Action item ::
Answer these questions from the text about Flannery O'Connor's story “Revelation”:
(a) The story can be read as an extended fictional sermon on which sin?
(b) Who attacks Mrs. Turpin?
(c) What process does Mrs. Turpin begin to undergo once she is attacked?
··· Text for analysis ···
Like many of Flannery O’Connor’s stories, “Revelation” can be read as an extended fictional sermon on the sin of pride. Throughout the story, various characters – but especially Mrs. Turpin – reveal their pride and self-centeredness in various ways. It is because O’Connor takes us inside the head and thoughts of Mrs. Turpin that she seems the character most plagued by pride. When she is attacked by Mary Grace, she begins to undergo the slow, painful process of being humbled, of being brought low, so that ironically she may one day be worthy in God’s sight.
··· Recorded information ···
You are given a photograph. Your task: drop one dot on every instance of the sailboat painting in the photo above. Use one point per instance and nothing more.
···
Exercise response ::
(a) The sin of pride.
(b) Mary Grace.
(c) The slow, painful process of being humbled, of being brought low.